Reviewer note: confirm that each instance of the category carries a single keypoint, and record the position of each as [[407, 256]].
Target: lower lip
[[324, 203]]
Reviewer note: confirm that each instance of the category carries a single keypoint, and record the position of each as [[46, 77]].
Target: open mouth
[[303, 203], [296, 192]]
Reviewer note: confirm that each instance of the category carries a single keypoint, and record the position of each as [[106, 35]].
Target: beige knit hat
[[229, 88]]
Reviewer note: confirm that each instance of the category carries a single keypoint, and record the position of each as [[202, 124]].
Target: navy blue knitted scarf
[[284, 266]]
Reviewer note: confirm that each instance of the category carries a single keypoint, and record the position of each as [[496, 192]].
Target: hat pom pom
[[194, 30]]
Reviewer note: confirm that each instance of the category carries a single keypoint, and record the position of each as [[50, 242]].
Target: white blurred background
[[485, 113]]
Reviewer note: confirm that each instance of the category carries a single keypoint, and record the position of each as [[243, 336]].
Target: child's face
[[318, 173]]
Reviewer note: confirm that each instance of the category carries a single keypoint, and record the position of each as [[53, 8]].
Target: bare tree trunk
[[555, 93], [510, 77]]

Aanwijzingen voor taak:
Orden alle regels hierboven als een CSV met de kolommen tekst en antwoord, met één rij per tekst en het bijbehorende antwoord ernaast. Zet elk veld tussen aanhalingstekens en vervang regeleinden door spaties.

Resultaat van taak:
tekst,antwoord
"Reviewer note: confirm that each instance of the category carries a single keypoint, and record the position of each as [[407, 256]]. Target: lower lip","[[324, 203]]"
"Reviewer note: confirm that each instance of the category carries a single keypoint, and record the position of each as [[46, 77]]. Target: open mouth","[[303, 203], [296, 192]]"
"Reviewer note: confirm that each instance of the category carries a single keypoint, and record the position of each as [[106, 35]]. Target: beige knit hat","[[229, 88]]"
"Reviewer note: confirm that each instance of the category carries a single keypoint, and record the position of each as [[202, 124]]. Target: navy blue knitted scarf","[[284, 266]]"
"Reviewer note: confirm that each instance of the category carries a single keypoint, and record the position of each as [[496, 192]]. Target: hat pom pom","[[194, 30]]"
"Reviewer note: confirm that each instance of the category carries a single keypoint, and record the position of each as [[50, 242]]. Target: white blurred background","[[485, 113]]"
"Reviewer note: confirm that each instance of the category carries a single keypoint, and record the position of each as [[243, 336]]. Target: child's face","[[318, 173]]"
"Reviewer note: confirm that each instance of the category carries a single keypoint, and record the position of each as [[53, 8]]. Target: bare tree trunk","[[555, 93], [510, 77]]"